**Exercise directions:**
Count the lines in the rows below that contain the string "flowers", where case counts, and reply with only that number.

**Exercise inputs:**

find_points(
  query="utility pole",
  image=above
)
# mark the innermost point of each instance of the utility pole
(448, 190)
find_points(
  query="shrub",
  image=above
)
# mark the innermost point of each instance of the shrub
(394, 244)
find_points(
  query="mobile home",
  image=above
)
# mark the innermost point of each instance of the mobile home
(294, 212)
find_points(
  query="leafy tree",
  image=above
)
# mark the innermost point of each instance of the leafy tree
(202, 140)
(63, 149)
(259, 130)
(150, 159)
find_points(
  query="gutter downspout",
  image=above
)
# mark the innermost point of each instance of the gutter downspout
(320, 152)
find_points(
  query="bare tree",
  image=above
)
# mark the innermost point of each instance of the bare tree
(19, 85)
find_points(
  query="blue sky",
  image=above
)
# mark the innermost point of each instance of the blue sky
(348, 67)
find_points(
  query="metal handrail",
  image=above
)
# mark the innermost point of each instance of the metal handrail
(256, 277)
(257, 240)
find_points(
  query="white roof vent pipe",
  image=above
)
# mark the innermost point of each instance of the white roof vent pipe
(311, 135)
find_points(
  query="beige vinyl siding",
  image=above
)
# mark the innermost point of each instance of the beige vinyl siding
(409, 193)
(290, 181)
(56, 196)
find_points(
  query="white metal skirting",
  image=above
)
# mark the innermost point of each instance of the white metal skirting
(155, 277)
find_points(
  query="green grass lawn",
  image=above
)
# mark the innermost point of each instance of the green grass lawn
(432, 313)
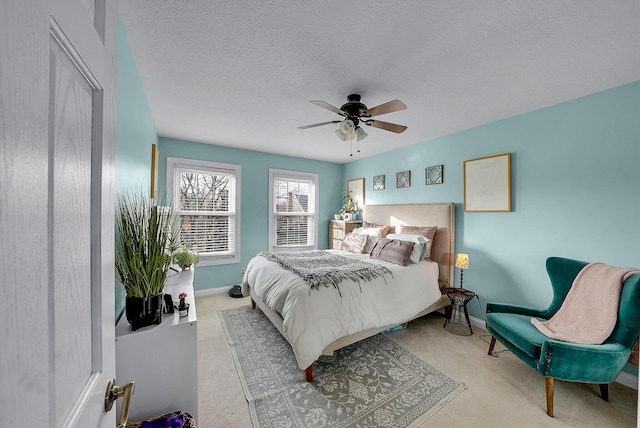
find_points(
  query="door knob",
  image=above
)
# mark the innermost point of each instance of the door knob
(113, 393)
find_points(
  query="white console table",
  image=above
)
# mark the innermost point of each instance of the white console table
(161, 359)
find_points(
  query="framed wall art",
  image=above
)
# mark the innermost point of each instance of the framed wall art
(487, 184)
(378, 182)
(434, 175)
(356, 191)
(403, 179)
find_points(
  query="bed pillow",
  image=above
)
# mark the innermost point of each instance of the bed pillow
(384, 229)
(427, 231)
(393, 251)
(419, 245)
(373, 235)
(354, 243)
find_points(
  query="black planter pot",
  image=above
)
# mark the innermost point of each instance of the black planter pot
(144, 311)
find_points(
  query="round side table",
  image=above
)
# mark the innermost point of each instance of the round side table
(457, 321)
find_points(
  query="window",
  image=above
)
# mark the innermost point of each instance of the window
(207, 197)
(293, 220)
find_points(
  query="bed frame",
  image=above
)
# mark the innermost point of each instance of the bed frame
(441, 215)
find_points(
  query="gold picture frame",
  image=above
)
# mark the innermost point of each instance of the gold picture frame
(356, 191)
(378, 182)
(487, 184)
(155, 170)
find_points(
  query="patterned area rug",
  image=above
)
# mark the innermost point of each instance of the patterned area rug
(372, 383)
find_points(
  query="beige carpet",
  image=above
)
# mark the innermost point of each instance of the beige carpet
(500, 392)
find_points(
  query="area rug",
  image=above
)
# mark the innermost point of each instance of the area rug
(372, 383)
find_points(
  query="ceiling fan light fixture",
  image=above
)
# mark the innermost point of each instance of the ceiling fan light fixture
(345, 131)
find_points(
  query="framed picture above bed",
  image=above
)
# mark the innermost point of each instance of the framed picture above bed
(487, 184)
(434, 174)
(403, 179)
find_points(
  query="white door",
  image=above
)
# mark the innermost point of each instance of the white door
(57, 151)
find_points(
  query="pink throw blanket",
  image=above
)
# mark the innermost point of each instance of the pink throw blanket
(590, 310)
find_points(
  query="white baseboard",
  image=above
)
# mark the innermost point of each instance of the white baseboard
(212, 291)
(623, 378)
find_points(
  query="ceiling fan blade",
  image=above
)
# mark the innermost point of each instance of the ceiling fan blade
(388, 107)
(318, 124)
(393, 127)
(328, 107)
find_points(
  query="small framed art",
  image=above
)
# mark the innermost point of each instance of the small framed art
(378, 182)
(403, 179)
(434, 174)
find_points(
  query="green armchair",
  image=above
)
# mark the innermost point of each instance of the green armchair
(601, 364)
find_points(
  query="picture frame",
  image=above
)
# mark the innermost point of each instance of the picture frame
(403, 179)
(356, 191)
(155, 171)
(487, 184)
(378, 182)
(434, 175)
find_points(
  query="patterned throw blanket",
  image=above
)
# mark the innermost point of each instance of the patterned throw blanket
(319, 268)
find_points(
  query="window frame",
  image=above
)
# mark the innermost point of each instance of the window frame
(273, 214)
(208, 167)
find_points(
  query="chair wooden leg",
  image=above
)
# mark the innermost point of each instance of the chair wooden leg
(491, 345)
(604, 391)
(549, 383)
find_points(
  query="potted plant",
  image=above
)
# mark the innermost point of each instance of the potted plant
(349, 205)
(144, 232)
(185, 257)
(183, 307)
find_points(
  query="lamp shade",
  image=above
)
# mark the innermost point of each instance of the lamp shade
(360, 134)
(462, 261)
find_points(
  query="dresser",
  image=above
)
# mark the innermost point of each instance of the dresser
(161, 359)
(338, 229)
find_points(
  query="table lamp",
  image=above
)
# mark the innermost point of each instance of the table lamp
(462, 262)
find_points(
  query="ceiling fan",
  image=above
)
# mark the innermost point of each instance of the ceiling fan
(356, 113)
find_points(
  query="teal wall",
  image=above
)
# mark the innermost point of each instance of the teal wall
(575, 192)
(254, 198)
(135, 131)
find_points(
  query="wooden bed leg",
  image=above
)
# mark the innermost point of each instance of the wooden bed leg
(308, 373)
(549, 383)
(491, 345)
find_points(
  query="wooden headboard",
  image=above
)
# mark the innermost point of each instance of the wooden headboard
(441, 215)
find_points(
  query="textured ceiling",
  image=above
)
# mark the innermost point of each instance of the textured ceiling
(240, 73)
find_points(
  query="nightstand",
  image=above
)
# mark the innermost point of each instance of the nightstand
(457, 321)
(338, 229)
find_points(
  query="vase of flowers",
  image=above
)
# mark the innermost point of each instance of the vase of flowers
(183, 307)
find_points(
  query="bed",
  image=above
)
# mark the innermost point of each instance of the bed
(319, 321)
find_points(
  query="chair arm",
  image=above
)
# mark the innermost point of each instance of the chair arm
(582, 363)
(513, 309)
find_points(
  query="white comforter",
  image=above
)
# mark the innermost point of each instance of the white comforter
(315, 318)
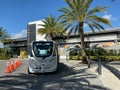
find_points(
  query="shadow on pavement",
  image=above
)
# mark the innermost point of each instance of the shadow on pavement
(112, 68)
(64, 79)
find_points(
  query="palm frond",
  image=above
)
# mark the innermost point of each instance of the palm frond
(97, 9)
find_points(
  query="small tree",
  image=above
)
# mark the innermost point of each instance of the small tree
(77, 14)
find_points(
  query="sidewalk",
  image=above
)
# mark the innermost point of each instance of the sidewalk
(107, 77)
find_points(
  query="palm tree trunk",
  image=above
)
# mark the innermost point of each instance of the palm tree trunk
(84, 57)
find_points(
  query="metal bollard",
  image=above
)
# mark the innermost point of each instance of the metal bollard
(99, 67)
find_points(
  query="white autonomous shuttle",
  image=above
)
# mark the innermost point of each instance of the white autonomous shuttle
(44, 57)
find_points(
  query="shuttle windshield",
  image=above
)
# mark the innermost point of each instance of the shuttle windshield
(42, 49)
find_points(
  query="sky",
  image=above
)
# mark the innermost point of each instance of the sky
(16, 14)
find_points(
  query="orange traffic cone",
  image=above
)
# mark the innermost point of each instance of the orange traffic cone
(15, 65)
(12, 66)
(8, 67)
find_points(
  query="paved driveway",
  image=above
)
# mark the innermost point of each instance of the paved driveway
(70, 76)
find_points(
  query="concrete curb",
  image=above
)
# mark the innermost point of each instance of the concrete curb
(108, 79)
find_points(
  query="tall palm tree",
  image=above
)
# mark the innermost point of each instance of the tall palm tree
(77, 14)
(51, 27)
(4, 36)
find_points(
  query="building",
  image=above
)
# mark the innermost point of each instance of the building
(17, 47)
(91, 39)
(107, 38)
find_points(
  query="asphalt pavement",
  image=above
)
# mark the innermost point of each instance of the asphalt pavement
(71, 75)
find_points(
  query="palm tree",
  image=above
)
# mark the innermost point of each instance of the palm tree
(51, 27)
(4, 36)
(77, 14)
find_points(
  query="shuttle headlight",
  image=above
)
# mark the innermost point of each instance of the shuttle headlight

**Complete output:**
2